TEXTE FOURNI ::
:::
En 1796, Sweetman retourna dans sa paroisse natale, confia à un parent la direction des quelques activités qui se faisaient encore à Waterford et prit en charge l’une des grandes fermes de son père. Quelques années plus tard, il installa sa famille sur les rives de la Slaney, à Wexford, dans une chic villa, et se remit à faire la navette entre Poole, Placentia et Waterford pour y relancer le commerce. Il lutta pour maintenir des relations d’affaires avec l’Espagne, mais les hostilités avaient changé tant de choses là-bas que Waterford redevint la principale destination des cargaisons, d’autant plus qu’on avait besoin de morue pour nourrir un nombre croissant d’Irlandais pauvres. En 1803, Sweetman quitta Terre-Neuve pour de bon et se fixa à Waterford. Son frère Michael, qui avait épousé l’unique fille et héritière de Thomas Saunders, demeura à Placentia pour s’occuper de l’entreprise.
Après la mort de Thomas Saunders, en 1808, les Sweetman devinrent les seuls propriétaires de la compagnie et Waterford, son unique base européenne. En 1813, Sweetman envoya son fils Roger F. à Placentia pour qu’il reprenne les affaires en main. Ensemble, ils relancèrent la compagnie. Chaque printemps, Pierce faisait transporter à Terre-Neuve des provisions, et souvent des passagers. Il était l’un des rares marchands d’Irlande à pratiquer encore cette forme désuète de commerce qui exigeait l’envoi de main-d’œuvre saisonnière. Nombre de ses engagés se fixèrent à Terre-Neuve. Quelques-uns s’établirent dans la baie de Plaisance où leurs nombreux descendants se trouvent toujours, conséquence la plus frappante de la longue vie de son entreprise. Peu de marchands irlandais eurent autant d’influence que Sweetman sur les déplacements de main-d’œuvre et le peuplement d’une colonie d’outre-mer, et aucun n’a en conséquence laissé un souvenir aussi vivace dans la tradition populaire des Terre-Neuviens irlandais.
:::
LISTE DES LIGNES ::
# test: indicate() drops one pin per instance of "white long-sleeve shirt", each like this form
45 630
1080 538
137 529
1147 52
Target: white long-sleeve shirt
:::
TÂCHES À RÉALISER ::
• 1. Traduisez en anglais cette phrase du texte fourni : « En 1803, Sweetman quitta Terre-Neuve pour de bon et se fixa à Waterford. »
• 2. Recopiez sans rien changer le passage du texte fourni qui débute aux mots « En 1796, Sweetman » et s'arrête après les mots « s’occuper de l’entreprise. ».

RÉSULTATS DES TÂCHES ::
• 1. In 1803, Sweetman left Newfoundland for good and settled in Waterford.

• 2.
En 1796, Sweetman retourna dans sa paroisse natale, confia à un parent la direction des quelques activités qui se faisaient encore à Waterford et prit en charge l’une des grandes fermes de son père. Quelques années plus tard, il installa sa famille sur les rives de la Slaney, à Wexford, dans une chic villa, et se remit à faire la navette entre Poole, Placentia et Waterford pour y relancer le commerce. Il lutta pour maintenir des relations d’affaires avec l’Espagne, mais les hostilités avaient changé tant de choses là-bas que Waterford redevint la principale destination des cargaisons, d’autant plus qu’on avait besoin de morue pour nourrir un nombre croissant d’Irlandais pauvres. En 1803, Sweetman quitta Terre-Neuve pour de bon et se fixa à Waterford. Son frère Michael, qui avait épousé l’unique fille et héritière de Thomas Saunders, demeura à Placentia pour s’occuper de l’entreprise.